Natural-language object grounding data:
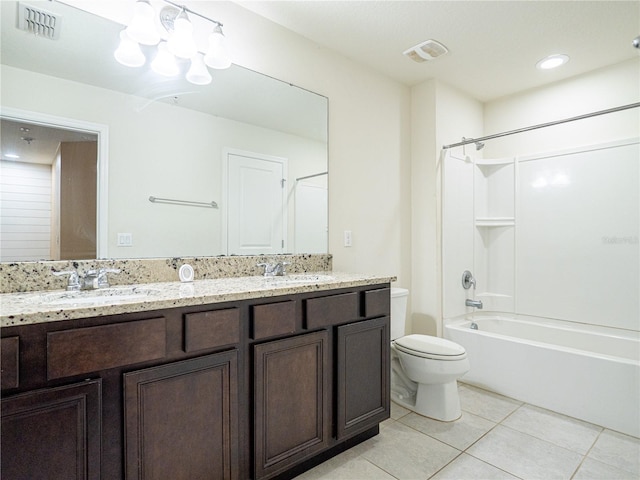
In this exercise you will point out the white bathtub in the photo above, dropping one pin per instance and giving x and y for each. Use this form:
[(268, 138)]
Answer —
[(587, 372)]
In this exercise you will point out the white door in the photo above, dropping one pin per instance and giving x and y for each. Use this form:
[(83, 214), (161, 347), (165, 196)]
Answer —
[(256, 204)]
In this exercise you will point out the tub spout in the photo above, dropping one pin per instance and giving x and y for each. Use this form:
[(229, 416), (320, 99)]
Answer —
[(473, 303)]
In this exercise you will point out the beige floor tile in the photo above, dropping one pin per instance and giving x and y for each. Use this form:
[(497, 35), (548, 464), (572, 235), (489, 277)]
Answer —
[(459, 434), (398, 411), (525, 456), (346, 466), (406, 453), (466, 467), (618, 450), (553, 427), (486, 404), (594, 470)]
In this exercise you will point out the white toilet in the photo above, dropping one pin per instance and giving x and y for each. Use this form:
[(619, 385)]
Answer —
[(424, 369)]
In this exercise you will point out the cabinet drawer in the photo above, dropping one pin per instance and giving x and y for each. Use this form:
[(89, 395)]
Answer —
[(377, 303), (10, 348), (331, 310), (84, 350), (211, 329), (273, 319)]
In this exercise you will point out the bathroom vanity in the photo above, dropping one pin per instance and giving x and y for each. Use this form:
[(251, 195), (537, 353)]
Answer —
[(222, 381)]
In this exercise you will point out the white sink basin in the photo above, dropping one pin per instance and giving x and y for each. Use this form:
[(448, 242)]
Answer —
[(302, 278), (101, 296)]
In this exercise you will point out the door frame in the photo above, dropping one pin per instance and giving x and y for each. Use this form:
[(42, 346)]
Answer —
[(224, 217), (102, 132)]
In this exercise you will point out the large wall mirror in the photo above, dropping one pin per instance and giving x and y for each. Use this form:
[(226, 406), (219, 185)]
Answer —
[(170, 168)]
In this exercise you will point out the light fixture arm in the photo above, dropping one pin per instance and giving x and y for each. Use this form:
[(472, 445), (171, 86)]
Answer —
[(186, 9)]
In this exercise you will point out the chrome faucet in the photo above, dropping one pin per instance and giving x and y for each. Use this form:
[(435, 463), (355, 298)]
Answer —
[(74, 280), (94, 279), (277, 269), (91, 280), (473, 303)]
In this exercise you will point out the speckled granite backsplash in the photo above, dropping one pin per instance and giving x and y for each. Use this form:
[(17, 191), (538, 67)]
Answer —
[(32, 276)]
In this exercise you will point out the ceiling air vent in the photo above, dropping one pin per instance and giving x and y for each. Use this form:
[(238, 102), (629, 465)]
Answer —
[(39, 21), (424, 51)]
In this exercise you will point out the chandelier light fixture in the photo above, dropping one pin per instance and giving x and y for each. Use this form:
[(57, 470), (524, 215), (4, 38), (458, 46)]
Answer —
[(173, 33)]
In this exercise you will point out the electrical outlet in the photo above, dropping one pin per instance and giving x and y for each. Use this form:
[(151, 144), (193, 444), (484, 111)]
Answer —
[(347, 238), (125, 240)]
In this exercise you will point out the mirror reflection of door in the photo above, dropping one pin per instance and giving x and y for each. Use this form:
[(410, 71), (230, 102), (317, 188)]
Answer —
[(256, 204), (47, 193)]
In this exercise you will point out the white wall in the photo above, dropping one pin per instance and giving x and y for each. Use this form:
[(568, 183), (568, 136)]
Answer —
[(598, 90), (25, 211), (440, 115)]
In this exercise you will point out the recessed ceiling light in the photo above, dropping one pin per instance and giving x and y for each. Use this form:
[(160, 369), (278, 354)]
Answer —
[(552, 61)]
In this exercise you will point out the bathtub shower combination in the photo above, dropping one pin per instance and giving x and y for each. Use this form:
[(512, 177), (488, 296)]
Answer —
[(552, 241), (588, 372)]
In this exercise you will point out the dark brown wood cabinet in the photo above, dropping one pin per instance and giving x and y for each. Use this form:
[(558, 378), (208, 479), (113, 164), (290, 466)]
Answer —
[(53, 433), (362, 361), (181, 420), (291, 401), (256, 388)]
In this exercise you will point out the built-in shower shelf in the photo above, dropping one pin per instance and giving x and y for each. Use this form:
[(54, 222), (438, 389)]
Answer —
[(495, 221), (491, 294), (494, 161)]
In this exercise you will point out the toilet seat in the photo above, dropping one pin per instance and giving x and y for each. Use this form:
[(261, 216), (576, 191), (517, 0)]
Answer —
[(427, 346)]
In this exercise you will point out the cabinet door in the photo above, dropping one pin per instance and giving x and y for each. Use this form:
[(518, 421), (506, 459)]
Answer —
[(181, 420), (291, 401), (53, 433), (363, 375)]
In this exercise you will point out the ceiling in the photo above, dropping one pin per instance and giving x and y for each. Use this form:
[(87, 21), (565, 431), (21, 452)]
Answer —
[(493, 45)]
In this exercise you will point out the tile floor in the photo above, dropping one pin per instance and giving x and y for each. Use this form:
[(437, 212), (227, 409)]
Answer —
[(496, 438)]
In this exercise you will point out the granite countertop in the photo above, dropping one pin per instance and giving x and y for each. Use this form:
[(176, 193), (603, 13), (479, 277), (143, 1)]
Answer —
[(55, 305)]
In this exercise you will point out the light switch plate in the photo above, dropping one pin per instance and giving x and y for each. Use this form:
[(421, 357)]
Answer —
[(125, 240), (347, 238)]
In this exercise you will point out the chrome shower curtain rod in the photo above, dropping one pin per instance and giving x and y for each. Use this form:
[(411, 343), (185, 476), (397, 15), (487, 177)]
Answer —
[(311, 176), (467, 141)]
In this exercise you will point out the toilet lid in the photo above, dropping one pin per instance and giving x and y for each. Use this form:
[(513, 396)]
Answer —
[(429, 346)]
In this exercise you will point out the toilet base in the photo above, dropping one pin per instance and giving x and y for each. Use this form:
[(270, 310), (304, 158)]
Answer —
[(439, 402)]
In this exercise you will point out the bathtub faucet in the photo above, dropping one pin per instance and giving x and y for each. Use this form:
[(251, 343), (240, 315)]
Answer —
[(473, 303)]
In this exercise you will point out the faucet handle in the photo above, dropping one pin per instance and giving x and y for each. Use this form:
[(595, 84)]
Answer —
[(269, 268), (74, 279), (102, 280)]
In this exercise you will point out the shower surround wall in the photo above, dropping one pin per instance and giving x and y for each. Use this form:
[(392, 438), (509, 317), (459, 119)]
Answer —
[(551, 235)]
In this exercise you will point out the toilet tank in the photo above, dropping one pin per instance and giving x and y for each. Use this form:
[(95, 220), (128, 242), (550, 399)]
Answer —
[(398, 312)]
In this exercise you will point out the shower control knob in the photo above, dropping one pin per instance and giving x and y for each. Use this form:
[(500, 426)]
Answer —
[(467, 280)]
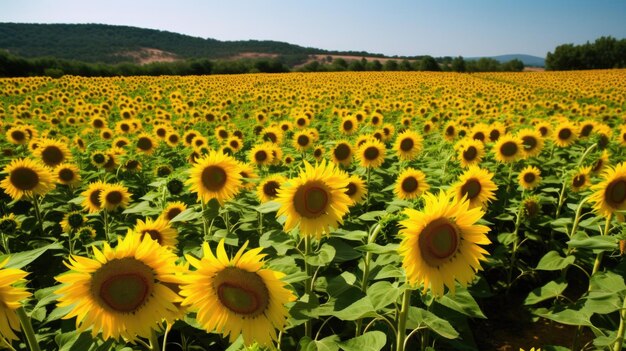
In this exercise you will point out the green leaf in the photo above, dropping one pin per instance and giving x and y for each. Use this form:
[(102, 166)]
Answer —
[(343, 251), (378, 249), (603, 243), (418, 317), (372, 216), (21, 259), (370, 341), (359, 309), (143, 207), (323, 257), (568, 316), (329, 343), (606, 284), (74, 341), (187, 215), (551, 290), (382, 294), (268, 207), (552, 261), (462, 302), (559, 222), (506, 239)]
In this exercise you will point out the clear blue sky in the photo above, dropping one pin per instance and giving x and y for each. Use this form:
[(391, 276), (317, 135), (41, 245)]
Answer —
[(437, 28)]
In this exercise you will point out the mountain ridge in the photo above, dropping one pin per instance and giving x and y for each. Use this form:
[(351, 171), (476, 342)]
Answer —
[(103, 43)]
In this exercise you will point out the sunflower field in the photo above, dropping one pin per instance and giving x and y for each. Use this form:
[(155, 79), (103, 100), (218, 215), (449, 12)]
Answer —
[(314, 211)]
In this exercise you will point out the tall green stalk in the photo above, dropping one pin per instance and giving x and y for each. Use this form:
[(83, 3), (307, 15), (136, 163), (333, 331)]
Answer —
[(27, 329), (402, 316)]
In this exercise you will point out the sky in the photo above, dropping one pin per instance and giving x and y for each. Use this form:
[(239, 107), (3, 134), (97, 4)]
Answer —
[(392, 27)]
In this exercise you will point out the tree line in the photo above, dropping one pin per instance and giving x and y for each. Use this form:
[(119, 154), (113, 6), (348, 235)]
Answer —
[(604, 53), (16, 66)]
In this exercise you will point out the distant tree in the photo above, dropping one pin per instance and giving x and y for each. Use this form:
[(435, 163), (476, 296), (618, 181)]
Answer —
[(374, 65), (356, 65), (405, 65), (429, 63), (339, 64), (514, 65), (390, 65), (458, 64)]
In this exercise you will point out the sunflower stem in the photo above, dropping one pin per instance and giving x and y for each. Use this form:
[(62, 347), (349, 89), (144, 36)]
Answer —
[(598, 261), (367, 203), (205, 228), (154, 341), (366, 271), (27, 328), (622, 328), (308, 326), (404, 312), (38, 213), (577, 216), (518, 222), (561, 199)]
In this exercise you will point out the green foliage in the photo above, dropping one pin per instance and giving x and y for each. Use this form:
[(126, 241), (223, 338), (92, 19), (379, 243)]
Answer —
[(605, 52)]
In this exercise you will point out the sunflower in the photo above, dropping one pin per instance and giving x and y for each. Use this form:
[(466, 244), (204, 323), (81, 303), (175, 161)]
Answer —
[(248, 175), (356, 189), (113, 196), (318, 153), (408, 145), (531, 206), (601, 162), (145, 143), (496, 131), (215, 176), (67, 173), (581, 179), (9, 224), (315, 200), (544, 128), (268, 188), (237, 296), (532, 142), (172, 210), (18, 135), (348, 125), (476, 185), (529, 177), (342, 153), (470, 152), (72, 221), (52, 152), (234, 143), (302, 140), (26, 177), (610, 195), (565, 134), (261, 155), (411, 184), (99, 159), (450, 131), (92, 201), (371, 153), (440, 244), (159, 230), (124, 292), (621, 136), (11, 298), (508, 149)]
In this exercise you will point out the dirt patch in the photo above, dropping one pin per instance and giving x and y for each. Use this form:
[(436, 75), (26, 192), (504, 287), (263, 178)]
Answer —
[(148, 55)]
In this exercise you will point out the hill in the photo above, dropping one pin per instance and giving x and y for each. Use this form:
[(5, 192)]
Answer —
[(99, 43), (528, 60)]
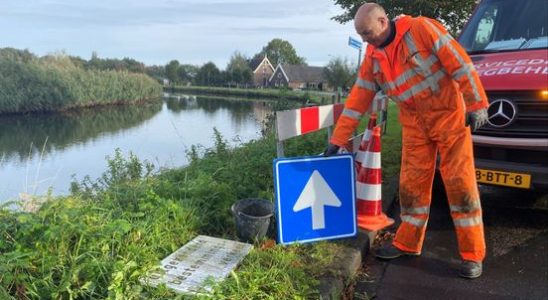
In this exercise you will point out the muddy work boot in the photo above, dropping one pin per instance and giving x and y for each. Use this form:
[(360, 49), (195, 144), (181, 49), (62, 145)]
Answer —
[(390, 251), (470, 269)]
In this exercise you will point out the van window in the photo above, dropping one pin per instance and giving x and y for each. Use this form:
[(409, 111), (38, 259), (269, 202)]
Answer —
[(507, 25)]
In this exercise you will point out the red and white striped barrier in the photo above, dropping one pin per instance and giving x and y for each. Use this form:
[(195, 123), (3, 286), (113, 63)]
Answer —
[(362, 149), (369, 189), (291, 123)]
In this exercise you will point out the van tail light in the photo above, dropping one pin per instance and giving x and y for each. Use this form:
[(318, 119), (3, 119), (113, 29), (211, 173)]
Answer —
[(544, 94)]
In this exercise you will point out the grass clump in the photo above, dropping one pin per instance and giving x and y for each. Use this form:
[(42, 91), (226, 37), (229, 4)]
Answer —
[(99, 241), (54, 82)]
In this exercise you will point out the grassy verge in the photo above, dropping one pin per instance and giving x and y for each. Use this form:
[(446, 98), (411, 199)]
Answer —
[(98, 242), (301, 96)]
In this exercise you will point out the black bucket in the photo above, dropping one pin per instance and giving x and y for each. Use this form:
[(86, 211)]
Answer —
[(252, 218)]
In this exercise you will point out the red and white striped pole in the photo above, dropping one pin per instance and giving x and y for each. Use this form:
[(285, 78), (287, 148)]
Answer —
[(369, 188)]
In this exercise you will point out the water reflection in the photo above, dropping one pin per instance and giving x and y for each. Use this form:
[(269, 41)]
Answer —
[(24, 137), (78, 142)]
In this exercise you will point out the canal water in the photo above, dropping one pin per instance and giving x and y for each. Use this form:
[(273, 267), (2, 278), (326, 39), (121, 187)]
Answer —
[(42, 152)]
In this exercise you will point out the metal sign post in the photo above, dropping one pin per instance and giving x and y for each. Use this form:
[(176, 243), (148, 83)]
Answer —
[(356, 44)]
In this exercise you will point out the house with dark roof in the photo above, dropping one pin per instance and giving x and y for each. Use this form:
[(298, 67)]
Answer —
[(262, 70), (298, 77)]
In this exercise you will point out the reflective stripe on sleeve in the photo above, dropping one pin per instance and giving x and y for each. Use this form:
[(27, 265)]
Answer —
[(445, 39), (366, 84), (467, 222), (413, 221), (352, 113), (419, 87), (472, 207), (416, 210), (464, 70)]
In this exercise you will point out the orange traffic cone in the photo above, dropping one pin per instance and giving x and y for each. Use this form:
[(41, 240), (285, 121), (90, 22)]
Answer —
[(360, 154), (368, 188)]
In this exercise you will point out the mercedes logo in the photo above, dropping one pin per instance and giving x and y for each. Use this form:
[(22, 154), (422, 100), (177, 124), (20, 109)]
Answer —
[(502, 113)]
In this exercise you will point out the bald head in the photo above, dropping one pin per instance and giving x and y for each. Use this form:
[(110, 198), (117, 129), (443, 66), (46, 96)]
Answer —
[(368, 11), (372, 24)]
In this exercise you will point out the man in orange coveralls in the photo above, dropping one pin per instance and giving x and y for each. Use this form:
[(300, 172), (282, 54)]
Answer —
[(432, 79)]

Brief: Return only the lines between the one holding "[(435, 163), (476, 296), (618, 181)]" and the one holding "[(466, 244), (204, 323), (81, 303), (175, 161)]", inclusive, exactly as they appear above.

Answer section:
[(435, 163), (476, 296), (618, 181)]
Answer —
[(374, 65), (356, 65), (405, 65), (429, 63), (339, 64), (514, 65), (390, 65), (458, 64)]
In this exercise you will point out the sunflower stem in the photo above, dropping one pin per instance and giving x and y for each. Use this form:
[(62, 347), (349, 89), (144, 36)]
Answer —
[(598, 261), (367, 203), (205, 228), (154, 341), (366, 271), (27, 328), (622, 328), (308, 326), (404, 312), (38, 213), (577, 216), (518, 222), (561, 199)]
In this exercise you will point out the green foliage in the photo above, dropping one pin per instance and giving x and y for each. Use this form:
[(126, 241), (223, 338), (92, 19), (379, 243)]
Answer —
[(605, 52)]
In this exercise you will point out the sunflower in the photo above, dropping one pin per instance and giving x and y for each. Use this form:
[(466, 244), (204, 323), (81, 303), (175, 161)]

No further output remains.